If I speak with the tongues of mankind and of angels, but do not have love, I have become a noisy gong or a clanging cymbal. If I have the gift of prophecy and know all mysteries and all knowledge, and if I have all faith so as to remove mountains, but do not have love, I am nothing. And if I give away all my possessions to charity, and if I surrender my body so that I may glory, but do not have love, it does me no good.

1 Corinthians 13:1-3

I have heard some Christians lamenting their lack of faith in modern days. “We don’t move mountains anymore” they seem to be saying. I’m not worried about moving mountains at the moment; I’m not sure we have achieved the love that Paul was talking to the Corinthian Church about.

Love is patient, love is kind, it is not jealous; love does not brag, it is not arrogant. It does not act disgracefully, it does not seek its own benefit; it is not provoked, does not keep an account of a wrong suffered, it does not rejoice in unrighteousness, but rejoices with the truth; it keeps every confidence, it believes all things, hopes all things, endures all things.

1 Corinthians 13:4-7

All of the qualities in this passage are not things we are to achieve on our own and then love happens as a result, they are evidence we love in the way God intended.

Love never fails; but if there are gifts of prophecy, they will be done away with; if there are tongues, they will cease; if there is knowledge, it will be done away with. For we know in part and prophesy in part; but when the perfect comes, the partial will be done away with. When I was a child, I used to speak like a child, think like a child, reason like a child; when I became a man, I did away with childish things. For now we see in a mirror dimly, but then face to face; now I know in part, but then I will know fully, just as I also have been fully known.

1 Corinthians 13:8-12

Strong, mountain moving faith may feel deep and important but real maturity, Paul says, is perfected love in God.
★ ★ ★
INSTRUCTIONS:
a. List every Bible reference the devotional on love cites.
b. Summarize the devotional on love in two sentences.

STORED DATA:
★ ★ ★
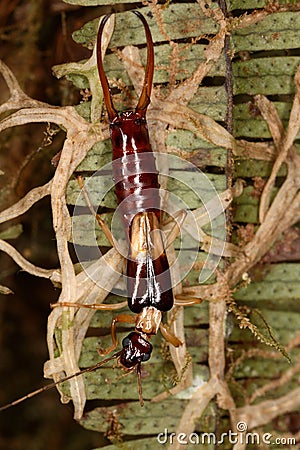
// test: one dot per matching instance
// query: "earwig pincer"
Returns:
(149, 287)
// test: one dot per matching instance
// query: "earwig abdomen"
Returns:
(137, 190)
(134, 169)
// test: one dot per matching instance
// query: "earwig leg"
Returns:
(103, 307)
(185, 301)
(174, 230)
(170, 337)
(121, 318)
(100, 221)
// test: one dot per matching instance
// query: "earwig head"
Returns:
(136, 350)
(144, 99)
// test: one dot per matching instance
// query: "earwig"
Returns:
(149, 287)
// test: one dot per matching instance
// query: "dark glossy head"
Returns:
(136, 350)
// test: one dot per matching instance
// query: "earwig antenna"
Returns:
(52, 385)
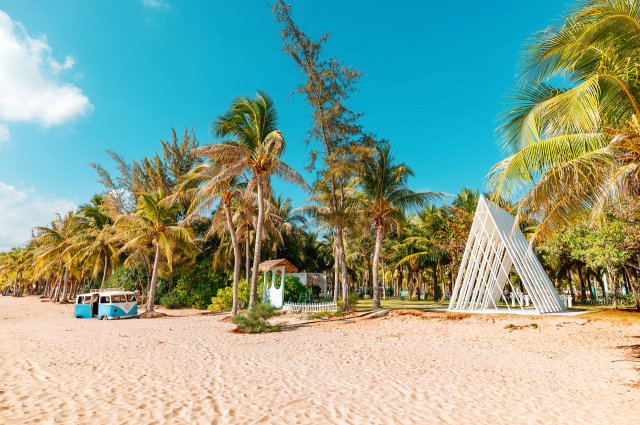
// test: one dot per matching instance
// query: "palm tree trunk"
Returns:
(154, 280)
(64, 299)
(258, 245)
(342, 260)
(236, 257)
(612, 282)
(376, 260)
(437, 295)
(246, 256)
(104, 272)
(336, 275)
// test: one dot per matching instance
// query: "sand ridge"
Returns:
(395, 370)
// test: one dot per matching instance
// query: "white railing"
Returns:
(95, 291)
(310, 307)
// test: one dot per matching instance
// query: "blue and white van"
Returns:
(106, 304)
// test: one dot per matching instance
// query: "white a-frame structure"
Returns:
(493, 247)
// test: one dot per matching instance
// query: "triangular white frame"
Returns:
(494, 245)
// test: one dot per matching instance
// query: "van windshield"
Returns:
(119, 298)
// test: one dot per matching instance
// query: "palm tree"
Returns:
(466, 200)
(94, 241)
(573, 150)
(382, 194)
(428, 243)
(57, 247)
(155, 224)
(203, 188)
(253, 145)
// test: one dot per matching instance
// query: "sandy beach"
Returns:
(399, 369)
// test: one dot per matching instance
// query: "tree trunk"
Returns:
(342, 257)
(236, 256)
(154, 280)
(376, 260)
(104, 272)
(258, 245)
(583, 289)
(336, 274)
(437, 294)
(247, 257)
(384, 282)
(64, 299)
(612, 282)
(56, 291)
(636, 290)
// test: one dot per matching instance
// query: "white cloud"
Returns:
(23, 209)
(30, 90)
(4, 133)
(156, 4)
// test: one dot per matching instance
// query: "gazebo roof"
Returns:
(269, 264)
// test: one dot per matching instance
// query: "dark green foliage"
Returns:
(129, 279)
(293, 289)
(353, 301)
(171, 300)
(224, 298)
(195, 287)
(256, 319)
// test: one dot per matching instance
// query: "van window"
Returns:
(119, 298)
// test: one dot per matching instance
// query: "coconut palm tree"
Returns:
(202, 187)
(573, 150)
(252, 144)
(155, 224)
(57, 248)
(466, 200)
(382, 194)
(94, 242)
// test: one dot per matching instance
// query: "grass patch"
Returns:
(256, 320)
(399, 304)
(326, 315)
(513, 327)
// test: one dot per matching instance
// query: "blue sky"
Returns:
(119, 74)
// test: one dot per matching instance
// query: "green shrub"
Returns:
(293, 289)
(256, 320)
(128, 278)
(353, 301)
(198, 286)
(224, 297)
(171, 300)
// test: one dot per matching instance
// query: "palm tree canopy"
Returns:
(564, 160)
(382, 191)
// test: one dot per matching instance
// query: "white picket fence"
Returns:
(310, 307)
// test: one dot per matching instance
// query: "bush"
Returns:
(256, 319)
(171, 300)
(293, 290)
(198, 286)
(224, 297)
(353, 301)
(128, 278)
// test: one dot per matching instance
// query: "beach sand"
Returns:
(395, 370)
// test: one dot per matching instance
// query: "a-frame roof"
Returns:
(270, 264)
(496, 244)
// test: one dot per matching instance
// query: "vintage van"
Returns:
(106, 304)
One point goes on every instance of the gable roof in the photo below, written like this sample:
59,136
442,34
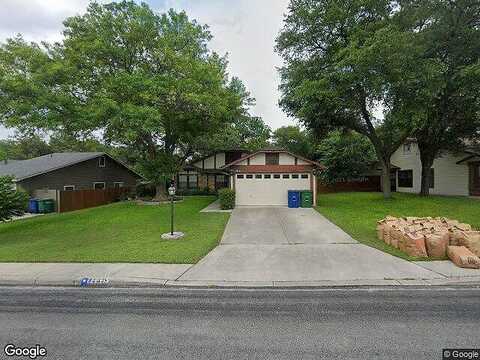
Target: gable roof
25,169
272,150
206,156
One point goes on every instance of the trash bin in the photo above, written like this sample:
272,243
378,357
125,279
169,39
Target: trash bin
293,199
306,198
33,206
46,206
49,205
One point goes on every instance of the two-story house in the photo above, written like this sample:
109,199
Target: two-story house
261,178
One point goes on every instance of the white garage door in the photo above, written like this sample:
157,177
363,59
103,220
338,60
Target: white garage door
268,189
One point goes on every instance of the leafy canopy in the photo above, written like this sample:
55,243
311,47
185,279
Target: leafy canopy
346,156
142,80
295,140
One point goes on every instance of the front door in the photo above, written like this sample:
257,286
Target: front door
475,179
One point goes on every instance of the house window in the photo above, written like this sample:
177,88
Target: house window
118,184
192,181
182,181
99,185
405,178
272,158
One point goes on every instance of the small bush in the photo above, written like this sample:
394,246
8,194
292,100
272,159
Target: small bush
203,191
12,202
227,198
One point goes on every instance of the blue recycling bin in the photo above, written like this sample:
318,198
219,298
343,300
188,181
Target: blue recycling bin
293,198
33,206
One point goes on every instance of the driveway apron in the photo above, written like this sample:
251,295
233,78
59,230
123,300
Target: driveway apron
294,245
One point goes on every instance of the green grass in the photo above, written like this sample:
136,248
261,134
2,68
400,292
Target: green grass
121,232
357,213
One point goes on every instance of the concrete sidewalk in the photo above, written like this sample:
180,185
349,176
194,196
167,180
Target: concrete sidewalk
172,275
70,274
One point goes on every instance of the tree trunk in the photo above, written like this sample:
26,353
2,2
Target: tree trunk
386,182
160,193
427,162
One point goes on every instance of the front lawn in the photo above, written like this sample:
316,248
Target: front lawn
121,232
358,213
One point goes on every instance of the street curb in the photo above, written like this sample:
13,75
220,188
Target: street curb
260,285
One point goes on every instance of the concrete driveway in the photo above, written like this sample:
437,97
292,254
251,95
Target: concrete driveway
295,245
277,226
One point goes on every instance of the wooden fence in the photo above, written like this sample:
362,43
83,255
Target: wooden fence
82,199
367,183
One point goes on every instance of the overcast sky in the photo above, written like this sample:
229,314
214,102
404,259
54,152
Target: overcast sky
245,29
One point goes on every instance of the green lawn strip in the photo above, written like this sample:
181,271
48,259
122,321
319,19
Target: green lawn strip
121,232
358,213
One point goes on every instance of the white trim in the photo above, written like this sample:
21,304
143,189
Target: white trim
99,182
104,161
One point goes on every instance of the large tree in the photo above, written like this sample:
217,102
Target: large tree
346,155
343,61
446,104
142,80
295,140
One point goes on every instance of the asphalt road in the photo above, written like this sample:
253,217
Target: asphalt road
137,323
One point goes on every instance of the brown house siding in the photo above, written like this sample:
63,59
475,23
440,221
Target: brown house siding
82,175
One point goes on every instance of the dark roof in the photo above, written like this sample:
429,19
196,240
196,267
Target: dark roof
270,150
25,169
8,162
206,156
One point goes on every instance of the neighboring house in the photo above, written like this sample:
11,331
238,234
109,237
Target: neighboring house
260,178
452,173
70,171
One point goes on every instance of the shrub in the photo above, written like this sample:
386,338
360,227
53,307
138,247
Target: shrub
227,198
202,191
12,201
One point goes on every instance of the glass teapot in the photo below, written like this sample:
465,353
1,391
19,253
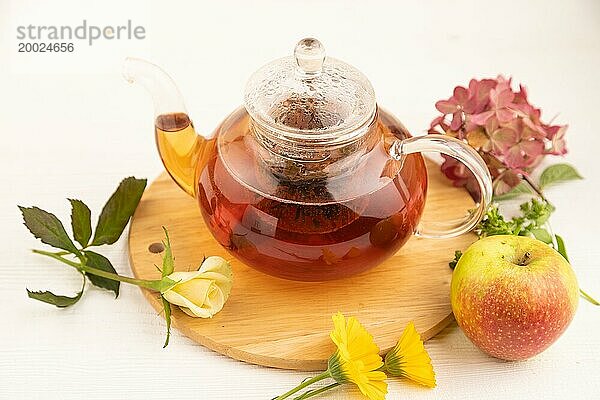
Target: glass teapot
310,180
★ ★ ★
TASK ANSWERS:
a.
1 Corinthians 13:1-3
1 Corinthians 13:4-7
1 Corinthians 13:8-12

b. Some Christians lament that faith no longer moves mountains, but the writer is less concerned with that than with whether we have achieved the love Paul described to the Corinthian Church, whose qualities are evidence that we love as God intended rather than things we achieve on our own. Mountain-moving faith may feel deep and important, but Paul says real maturity is perfected love in God.